Opdrachten |
[A] Geef bij elke bewering of die klopt met de tekst over de Unie van Utrecht, en citeer daarbij letterlijk de woorden uit die tekst die de doorslag geven. (i) De Pacificatie van Gent werd op 8 november 1576 getekend. (ii) Koning Filips II was betrokken bij de Pacificatie van Gent. (iii) Aartshertog Matthias van Oostenrijk was een neef van koning Filips II.
[B] Zet de tekst over de Unie van Utrecht voort na de laatste zin.

Gekozen fragment |
Op 23 januari 1579 ondertekenden zeven provincies in de Noordelijke Nederlanden in de Dom de overeenkomst die bekend zou worden als de Unie van Utrecht. Op de afbeelding op de bron zie je een prent uit de zestiende eeuw over het sluiten van de Unie. Dit is een allegorie: een kunstwerk dat op een verborgen manier een bepaald verhaal weergeeft. De provincies zijn bijvoorbeeld uitgebeeld als personen. Waaraan kan je zien dat het op deze afbeelding over de Unie van Utrecht gaat?
De Pacificatie van Gent
Vanaf de Slag bij Oosterweel in 1567 waren de Nederlanden in oorlog met Spanje. Koning Filips II probeerde met harde hand zijn gezag in de Nederlanden te herstellen en het protestantisme te onderdrukken. Zijn leger nam opstandige steden in, maar let leger plunderde ook steden aan Spaanse kant, als het niet uitbetaald werd. In de Zuidelijke Nederlanden probeerden voorstanders van vrede de verschillende gewesten te verenigen in een vredesverdrag. Deze besprekingen vonden plaats in Gent, waar de troepen van Willem van Oranje gelegerd waren. Hij leidde het opstandige leger. Op 8 november 1576 werd hier de Pacificatie van Gent getekend. Willem van Oranje werd als leider erkend door de staten: de Nederlanden hadden nu officieel twee leiders. Koning Filips II was niet betrokken bij deze overeenkomst.
De Pacificatie van Gent erkende ook het recht op gewetensvrijheid: alle geloven waren in zekere mate toegestaan - de vraag was nu welk geloof de staatsgodsdienst moest zijn. In veel steden van Holland en Zeeland was de katholieke godsdienst inmiddels al verboden. In enkele Zuidelijke steden, maar ook in Utrecht, eisten de protestanten hun eigen kerken en grepen ze naar de macht.
De Staten-Generaal besloten zelf een landvoogd aan te stellen. Dat werd aartshertog Matthias van Oostenrijk, een neef van koning Filips II. Op de tweede en derde afbeelding zie je de briefwisseling tussen de Staten-Generaal en de aartshertog, waaronder 'Voorwaarden waarop Matthias tot landvoogd wordt aangenomen, en zijne acceptatie van dezelve'. Maar Filips stelde zelf ook een nieuwe landvoogd aan: Alva, hertog van Parma. Die wist in de Zuidelijke Nederlanden gewesten bijeen te brengen voor een nieuwe overeenkomst, de Unie van Atrecht. Deze gewesten beloofden trouw aan de koning en handhaving van de katholieke godsdienst. Zij ondertekende de overeenkomst op 6 januari 1579.

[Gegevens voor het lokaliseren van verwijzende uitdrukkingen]
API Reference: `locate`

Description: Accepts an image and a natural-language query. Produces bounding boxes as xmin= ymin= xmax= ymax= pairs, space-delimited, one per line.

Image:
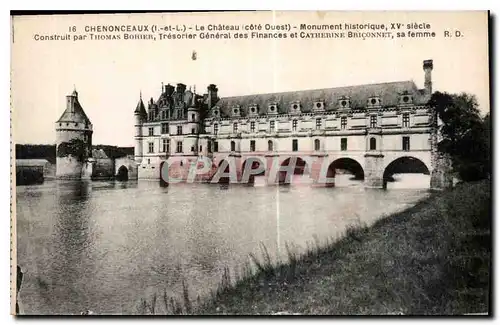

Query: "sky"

xmin=11 ymin=11 xmax=489 ymax=146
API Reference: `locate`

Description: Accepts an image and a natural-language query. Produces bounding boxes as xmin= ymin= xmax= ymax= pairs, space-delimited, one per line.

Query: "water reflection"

xmin=17 ymin=181 xmax=426 ymax=314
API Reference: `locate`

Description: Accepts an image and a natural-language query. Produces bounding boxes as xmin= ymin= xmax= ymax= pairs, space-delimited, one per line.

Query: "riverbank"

xmin=191 ymin=182 xmax=492 ymax=315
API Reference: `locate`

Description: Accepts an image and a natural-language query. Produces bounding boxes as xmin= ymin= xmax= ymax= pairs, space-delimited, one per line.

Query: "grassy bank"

xmin=189 ymin=182 xmax=491 ymax=315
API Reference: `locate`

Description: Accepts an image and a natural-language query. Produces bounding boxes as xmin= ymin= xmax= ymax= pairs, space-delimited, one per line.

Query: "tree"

xmin=429 ymin=92 xmax=491 ymax=181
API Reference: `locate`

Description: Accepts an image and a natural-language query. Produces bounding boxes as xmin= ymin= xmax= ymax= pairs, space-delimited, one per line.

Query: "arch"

xmin=278 ymin=157 xmax=306 ymax=184
xmin=327 ymin=158 xmax=365 ymax=180
xmin=116 ymin=165 xmax=128 ymax=181
xmin=383 ymin=156 xmax=430 ymax=188
xmin=214 ymin=159 xmax=231 ymax=184
xmin=241 ymin=157 xmax=266 ymax=184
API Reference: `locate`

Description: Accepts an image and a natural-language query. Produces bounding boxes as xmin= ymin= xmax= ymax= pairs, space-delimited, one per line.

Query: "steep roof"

xmin=216 ymin=81 xmax=426 ymax=115
xmin=57 ymin=95 xmax=91 ymax=124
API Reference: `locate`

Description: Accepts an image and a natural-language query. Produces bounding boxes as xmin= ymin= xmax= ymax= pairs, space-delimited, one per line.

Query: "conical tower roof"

Antwoorden |
[A]
(i) Ja: "Op 8 november 1576 werd hier de Pacificatie van Gent getekend."
(ii) Nee: "Koning Filips II was niet betrokken bij deze overeenkomst."
(iii) Ja: "Dat werd aartshertog Matthias van Oostenrijk, een neef van koning Filips II."

[B]
Het ontstaan van de Unie van Utrecht
In de Noordelijke Nederlanden probeerde de Prins van Oranje nu ook een verbond te sluiten met de verschillende gewesten. Hij was stadhouder van Holland en Zeeland, dus zocht hij toenadering tot Utrecht, Gelre, Overijssel, Friesland en Groningen om zijn macht te vergroten. In 1577 werd Willem van Oranje ook in Utrecht tot stadhouder benoemd. Omdat Willem van Oranje zelf vooral in de Zuidelijke Nederlanden was, vroeg hij aan zijn broer, graaf Jan van Nassau, om zijn taken in de Noordelijke Nederlanden over te nemen.
In de zomer van 1578 legde Jan van Nassau al contact met Holland, Zeeland, Utrecht en Overijssel om te spreken over samenwerking. Door de Unie van Atrecht was de noodzaak om samen te werken voor de opstandige gewesten groot. Dat leidde uiteindelijk op 23 januari 1579 tot het tekenen van de Unie van Utrecht door Utrecht, Holland, Zeeland en Gelre. De Unie van Utrecht was nu officieel een verbond tégen de koning van Spanje. Willem van Oranje vond het belangrijk dat in het verdrag van de Unie van Utrecht werd opgenomen dat de eenheid van Nederland, nog steeds werd nagestreefd. In de Unie werd ook de gewetensvrijheid opgenomen, maar gewesten mochten wel zelf hun geloof kiezen. Utrecht koos voor het protestantisme en verbood daarmee de katholieke eredienst.